>>

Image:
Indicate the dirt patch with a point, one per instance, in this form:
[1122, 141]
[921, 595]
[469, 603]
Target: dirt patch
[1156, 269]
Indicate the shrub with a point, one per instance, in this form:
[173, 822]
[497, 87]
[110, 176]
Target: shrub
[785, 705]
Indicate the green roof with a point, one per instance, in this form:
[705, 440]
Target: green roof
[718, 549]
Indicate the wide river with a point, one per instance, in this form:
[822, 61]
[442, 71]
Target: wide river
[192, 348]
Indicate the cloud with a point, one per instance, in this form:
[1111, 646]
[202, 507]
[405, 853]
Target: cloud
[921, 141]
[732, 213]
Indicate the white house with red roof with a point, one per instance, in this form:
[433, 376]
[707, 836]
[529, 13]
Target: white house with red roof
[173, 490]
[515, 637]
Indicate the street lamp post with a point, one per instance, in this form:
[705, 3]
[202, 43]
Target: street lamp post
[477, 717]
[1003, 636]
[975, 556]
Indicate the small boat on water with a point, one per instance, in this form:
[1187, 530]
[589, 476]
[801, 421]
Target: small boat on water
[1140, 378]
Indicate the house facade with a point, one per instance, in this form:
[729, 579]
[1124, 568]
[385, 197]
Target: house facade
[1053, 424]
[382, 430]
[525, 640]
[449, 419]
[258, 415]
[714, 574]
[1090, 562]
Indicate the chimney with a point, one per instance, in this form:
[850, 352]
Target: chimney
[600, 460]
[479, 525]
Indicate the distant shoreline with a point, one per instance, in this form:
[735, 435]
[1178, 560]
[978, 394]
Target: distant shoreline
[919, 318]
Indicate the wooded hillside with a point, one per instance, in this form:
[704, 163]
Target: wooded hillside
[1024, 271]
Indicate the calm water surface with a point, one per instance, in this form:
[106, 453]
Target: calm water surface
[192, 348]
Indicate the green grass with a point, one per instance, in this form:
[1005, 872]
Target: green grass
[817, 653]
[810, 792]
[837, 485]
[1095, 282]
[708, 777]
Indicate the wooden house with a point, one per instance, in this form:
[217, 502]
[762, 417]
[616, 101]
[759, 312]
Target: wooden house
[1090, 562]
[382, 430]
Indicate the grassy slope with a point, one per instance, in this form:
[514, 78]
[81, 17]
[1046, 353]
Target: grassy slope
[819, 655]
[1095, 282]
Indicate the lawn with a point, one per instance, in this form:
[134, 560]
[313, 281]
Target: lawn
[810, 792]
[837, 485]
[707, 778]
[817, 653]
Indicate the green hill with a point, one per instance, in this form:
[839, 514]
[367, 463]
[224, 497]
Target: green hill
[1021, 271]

<<
>>

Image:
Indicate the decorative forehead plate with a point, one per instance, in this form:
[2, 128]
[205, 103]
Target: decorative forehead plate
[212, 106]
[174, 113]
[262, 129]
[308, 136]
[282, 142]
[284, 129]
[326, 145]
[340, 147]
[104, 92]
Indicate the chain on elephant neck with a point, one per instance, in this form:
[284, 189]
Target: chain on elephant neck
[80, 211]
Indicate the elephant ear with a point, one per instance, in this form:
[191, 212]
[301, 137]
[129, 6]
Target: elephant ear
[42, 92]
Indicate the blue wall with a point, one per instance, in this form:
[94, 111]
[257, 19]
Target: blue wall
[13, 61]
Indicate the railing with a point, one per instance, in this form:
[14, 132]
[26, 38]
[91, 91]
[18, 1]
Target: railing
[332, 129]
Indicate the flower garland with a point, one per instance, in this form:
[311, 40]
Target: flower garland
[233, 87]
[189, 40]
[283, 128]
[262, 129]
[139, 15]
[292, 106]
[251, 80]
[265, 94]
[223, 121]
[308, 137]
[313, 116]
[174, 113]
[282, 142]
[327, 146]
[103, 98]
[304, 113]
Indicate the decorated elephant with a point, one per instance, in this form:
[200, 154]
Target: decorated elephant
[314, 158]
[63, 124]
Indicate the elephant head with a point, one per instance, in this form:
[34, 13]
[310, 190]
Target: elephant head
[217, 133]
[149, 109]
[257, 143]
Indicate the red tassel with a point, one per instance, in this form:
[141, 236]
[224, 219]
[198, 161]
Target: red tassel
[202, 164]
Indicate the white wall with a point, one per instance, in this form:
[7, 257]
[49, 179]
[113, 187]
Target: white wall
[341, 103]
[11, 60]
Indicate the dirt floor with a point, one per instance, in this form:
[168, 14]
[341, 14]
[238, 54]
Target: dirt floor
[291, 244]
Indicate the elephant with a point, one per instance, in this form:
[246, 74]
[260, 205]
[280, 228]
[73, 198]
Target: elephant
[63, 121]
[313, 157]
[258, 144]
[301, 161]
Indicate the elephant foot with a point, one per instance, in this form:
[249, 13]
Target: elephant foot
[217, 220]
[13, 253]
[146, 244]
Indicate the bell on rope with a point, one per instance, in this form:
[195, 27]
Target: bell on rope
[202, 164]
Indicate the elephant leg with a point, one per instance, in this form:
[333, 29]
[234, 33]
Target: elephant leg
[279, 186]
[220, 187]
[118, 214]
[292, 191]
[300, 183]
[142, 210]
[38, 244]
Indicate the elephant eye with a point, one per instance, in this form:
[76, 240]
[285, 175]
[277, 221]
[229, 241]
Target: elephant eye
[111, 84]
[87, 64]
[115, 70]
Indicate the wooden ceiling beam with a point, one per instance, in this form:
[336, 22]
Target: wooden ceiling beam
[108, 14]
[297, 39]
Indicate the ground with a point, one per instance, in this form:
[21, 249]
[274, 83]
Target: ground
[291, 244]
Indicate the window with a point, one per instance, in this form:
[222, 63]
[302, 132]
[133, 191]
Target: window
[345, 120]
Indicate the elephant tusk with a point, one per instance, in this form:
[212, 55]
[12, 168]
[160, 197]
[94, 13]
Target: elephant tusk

<<

In the listing above, find each line with the word "tusk" and copy it out.

Indicate the elephant tusk with a point, one per instance, in this form:
Target: elephant tusk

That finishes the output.